[BEGIN SUPPLIED MATERIAL]

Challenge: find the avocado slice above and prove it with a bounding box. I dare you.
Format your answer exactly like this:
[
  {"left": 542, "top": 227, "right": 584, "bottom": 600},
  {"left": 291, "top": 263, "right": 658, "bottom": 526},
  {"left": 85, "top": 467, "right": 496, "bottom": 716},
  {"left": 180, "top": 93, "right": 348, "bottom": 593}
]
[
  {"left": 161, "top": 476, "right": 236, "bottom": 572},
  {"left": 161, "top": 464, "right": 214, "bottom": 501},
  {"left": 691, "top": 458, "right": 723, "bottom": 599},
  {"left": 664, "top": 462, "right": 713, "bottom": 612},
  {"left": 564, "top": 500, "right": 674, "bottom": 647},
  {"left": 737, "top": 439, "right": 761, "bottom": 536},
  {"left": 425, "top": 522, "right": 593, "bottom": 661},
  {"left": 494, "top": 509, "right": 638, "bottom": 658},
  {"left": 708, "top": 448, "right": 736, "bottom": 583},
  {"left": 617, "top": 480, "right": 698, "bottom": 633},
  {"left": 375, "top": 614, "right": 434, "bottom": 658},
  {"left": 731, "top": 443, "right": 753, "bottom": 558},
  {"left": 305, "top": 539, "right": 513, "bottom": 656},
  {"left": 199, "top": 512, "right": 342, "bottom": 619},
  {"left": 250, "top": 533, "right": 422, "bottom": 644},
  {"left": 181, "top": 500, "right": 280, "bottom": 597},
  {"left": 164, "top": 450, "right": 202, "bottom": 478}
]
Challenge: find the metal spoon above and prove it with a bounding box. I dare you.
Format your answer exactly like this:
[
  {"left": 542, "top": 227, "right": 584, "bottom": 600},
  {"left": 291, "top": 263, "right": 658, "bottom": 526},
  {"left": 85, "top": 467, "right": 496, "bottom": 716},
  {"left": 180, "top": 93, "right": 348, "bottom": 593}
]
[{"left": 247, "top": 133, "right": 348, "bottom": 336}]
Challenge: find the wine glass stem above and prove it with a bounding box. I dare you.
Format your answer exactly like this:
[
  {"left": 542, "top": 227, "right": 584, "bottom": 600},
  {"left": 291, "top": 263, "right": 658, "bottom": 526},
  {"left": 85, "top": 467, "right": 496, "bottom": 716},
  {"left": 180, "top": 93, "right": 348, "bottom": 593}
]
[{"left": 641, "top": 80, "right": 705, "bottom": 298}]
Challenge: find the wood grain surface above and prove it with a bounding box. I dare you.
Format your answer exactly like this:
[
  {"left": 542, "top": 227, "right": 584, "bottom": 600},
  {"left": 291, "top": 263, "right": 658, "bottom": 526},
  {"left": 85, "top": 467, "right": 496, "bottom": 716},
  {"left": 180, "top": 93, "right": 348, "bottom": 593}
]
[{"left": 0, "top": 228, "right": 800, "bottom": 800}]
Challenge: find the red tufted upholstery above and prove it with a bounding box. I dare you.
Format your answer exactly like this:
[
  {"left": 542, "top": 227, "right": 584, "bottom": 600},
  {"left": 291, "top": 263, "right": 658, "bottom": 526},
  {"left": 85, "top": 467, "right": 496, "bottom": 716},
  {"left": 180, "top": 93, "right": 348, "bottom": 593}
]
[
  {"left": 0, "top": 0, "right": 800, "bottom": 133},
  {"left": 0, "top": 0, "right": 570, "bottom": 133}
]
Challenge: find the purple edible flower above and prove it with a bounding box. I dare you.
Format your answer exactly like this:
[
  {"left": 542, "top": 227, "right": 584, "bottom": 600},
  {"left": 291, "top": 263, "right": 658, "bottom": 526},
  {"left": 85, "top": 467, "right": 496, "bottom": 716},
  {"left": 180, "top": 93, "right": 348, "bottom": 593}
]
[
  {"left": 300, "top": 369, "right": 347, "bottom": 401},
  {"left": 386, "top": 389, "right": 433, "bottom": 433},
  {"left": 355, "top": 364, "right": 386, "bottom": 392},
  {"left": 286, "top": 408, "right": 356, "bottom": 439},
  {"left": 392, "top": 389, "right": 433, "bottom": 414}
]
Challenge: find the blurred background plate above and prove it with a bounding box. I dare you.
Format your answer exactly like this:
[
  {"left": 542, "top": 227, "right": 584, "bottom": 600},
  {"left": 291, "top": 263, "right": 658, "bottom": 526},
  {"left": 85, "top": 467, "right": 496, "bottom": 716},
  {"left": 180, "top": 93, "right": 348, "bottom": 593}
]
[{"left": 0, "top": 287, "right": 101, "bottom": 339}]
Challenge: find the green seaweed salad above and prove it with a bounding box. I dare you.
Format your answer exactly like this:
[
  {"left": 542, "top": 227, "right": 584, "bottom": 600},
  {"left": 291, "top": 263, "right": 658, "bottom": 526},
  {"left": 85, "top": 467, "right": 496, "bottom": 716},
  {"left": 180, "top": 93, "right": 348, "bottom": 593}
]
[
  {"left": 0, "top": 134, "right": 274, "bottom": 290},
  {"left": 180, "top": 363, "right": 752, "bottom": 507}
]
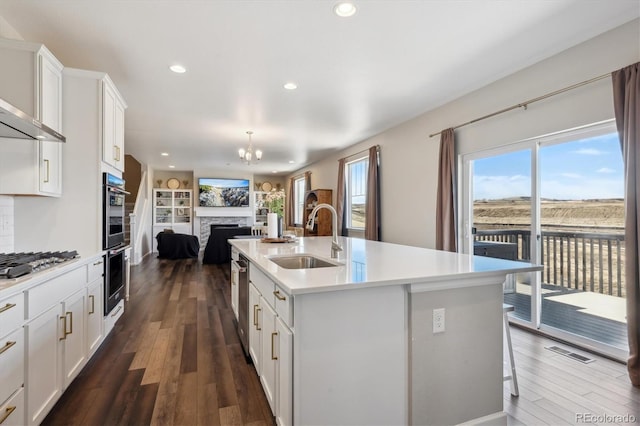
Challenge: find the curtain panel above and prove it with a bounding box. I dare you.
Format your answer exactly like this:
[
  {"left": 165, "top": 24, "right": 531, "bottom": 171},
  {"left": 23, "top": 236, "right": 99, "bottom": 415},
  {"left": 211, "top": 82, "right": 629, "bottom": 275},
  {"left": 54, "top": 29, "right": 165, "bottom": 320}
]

[END SUPPLIED MATERIAL]

* _EXERCISE AIM_:
Repeat exactly the lines from the one holding "Challenge: find the green" through the last line of the entries, both included; the pictures do not belong in the copy.

* _FULL SOLUTION_:
Challenge: find the green seaweed salad above and prove it with a bounding box. I dare you.
Format your answer exactly like this:
[
  {"left": 542, "top": 227, "right": 584, "bottom": 600},
  {"left": 291, "top": 263, "right": 658, "bottom": 526},
  {"left": 85, "top": 467, "right": 496, "bottom": 716},
  {"left": 180, "top": 93, "right": 348, "bottom": 593}
]
[
  {"left": 0, "top": 134, "right": 274, "bottom": 290},
  {"left": 180, "top": 363, "right": 752, "bottom": 507}
]
Challenge: find the curtain panel above and prove it with a bounding box. I dare you.
Format your answer exactly like this:
[
  {"left": 165, "top": 24, "right": 531, "bottom": 171},
  {"left": 23, "top": 236, "right": 99, "bottom": 415},
  {"left": 211, "top": 82, "right": 629, "bottom": 275},
  {"left": 54, "top": 29, "right": 165, "bottom": 320}
]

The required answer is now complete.